Task prompt: Which of the rows below contain the string "point"? List each of those rows in full, word for word.

Records for this exercise:
+-------+
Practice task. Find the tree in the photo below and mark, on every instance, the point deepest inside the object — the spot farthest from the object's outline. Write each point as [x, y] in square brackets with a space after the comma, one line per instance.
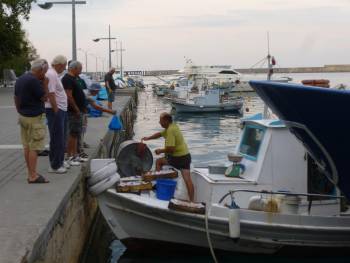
+-------+
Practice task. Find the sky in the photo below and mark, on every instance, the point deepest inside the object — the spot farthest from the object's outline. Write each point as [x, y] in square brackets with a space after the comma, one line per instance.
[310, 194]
+-------+
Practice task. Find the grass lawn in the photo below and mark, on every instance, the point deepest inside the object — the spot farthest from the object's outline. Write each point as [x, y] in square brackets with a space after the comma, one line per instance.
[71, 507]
+-------+
Finished task:
Practice task. Find the tree in the photo below and mark, on every instance, the point deepest inside the object — the spot farthest from the object's outline. Write each point as [x, y] in square brackets with a space after the comma, one line per instance.
Practice task. Find the sky in the photo below and mark, on every instance, the point deepest inside the object — the spot farthest from the object's outline. Write each point as [x, y] in square brackets with a space after the comma, one line per instance.
Practice task. Find the grass lawn in the photo below and mark, on every instance, the point deepest inside the object — the spot farthest from the object's outline. Write each point as [x, y] in square brackets with a space after the comma, one line per instance.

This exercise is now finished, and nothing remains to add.